## EXCERPT:
** begin **
Sponsor Complimentary              
For anyone who has been explicitly named by an organisation that is a Gold, Silver or Bronze sponsor of the upcoming R2R Conference, as the person who is entitled to the sponsor’s allocation of one or more complimentary registrations.

Contributor Complimentary      
For anyone who is an approved speaker or other contributor to the upcoming Conference, or who has been invited to use this complimentary rate by the event organiser.

There are no additional or alternative discounts or tariffs available, and in particular we are unable to offer special concessions for employees of ‘not-for-profit’ organisations of offer one-day rates.

Additional discounts may be available for super early-bird or early-bird bookings, during the periods shown on the registration website. In order to qualify for any early bird rates, the registration must be completed by the deadline date as set out on the registration site, and payment must be received within 14 days of this date.

The registration fee entitles the delegate to attendance at the full two-day event. Single-day registration is not available, as the event organiser recommends that all delegates attend the complete event, particularly because the workshop that a delegate attends will span both days.  Substitutions are permitted as set out in these Terms & Conditions.

Registration also includes the event documentation, and the refreshments provided.  Travel and accommodation is not included in the registration fee.

  1. Registration Cancellations, Refunds and Substitutions

A full refund is available for any registration that is cancelled by the last day of January in the month before the conference. Any cancellations received during February will not be eligible for a refund.

An alternate person from the same organisation may be registered as a substitute delegate for the delegate originally registered, for both days, if the event organiser is notified in advance, by 15 February.

An alternate person from the same organisation may attend as a substitute delegate for the delegate originally registered, on either or both days, without notice, but is unlikely to be included in delegate lists, is unlikely to be provided with an appropriate name badge, may not have their dietary requirements accommodated, and will be allocated to a workshop by the event organiser.

An alternate person from a different organisation cannot be registered or attend as a substitute delegate for the delegate originally registered, with or without notice.

  1. Event Alteration, Postponement, Relocation or Cancellation

The event organiser reserves the right to alter the content and timings of the advertised programme at any time and for any reason. The event organiser reserves the right to change the location of the event and will endeavour to advise the delegates as soon as this change is known. Any reasonable change of location will not constitute a reason to refund the registration fee. The event organiser reserves the right to postpone the planned date of the event to any date within one month of the planned date of the event. Any reasonable change of date will not constitute a reason to refund the registration fee. If the event is cancelled for any reason, the event organiser will seek to refund a portion of the registration fee paid, less reasonable costs. Any refund is not guaranteed, and the refund value will be determined at the event organiser’s discretion, depending on the circumstances of the cancelled event and the ongoing financial position of the company. The event organiser is not liable to pay any costs incurred by delegates or others resulting from any alteration, postponement, relocation or cancellation.
** end **
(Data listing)
** begin **
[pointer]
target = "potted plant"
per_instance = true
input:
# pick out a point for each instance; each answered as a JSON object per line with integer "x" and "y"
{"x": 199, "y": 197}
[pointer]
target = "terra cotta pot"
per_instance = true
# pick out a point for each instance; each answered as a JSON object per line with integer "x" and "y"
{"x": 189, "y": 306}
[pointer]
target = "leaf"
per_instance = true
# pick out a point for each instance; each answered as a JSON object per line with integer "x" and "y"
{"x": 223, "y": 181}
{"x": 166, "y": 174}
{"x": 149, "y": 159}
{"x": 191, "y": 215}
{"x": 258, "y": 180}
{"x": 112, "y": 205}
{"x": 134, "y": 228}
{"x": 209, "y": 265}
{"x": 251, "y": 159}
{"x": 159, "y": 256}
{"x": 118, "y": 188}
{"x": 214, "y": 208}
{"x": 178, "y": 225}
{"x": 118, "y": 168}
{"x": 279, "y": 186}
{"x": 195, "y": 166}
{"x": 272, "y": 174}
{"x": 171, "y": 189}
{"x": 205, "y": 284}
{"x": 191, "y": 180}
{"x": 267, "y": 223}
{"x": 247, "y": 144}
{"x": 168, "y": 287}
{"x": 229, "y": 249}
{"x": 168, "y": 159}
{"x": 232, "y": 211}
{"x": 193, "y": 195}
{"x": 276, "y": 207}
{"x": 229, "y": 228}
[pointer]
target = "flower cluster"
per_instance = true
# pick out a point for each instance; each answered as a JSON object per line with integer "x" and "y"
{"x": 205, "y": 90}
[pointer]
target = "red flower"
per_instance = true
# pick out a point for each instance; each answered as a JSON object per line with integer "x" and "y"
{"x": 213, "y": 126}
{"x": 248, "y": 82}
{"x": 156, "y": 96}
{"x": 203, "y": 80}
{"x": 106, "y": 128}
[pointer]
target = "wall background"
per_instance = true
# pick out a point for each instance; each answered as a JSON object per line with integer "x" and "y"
** end **
## ACTIONS TO TAKE:
1. Answer these questions about the registration terms:
(a) By what date must the event organiser be notified for a substitute from the same organisation to be registered for both days?
(b) Besides attendance, what does registration include?
(c) To qualify for early-bird rates, within how many days of the deadline date must payment be received?
2. Please summarize the registration terms in two sentences.

## RESULTS IN ORDER:
1.
(a) 15 February
(b) The event documentation and the refreshments provided
(c) 14 days

2. The registration fee covers the full two-day event, with its documentation and refreshments but not travel or accommodation, and neither single-day rates nor not-for-profit concessions are offered. Cancellations by the last day of January receive a full refund, substitutes must come from the same organisation, and the event organiser may alter, relocate, or postpone the event without refunding the fee for reasonable changes.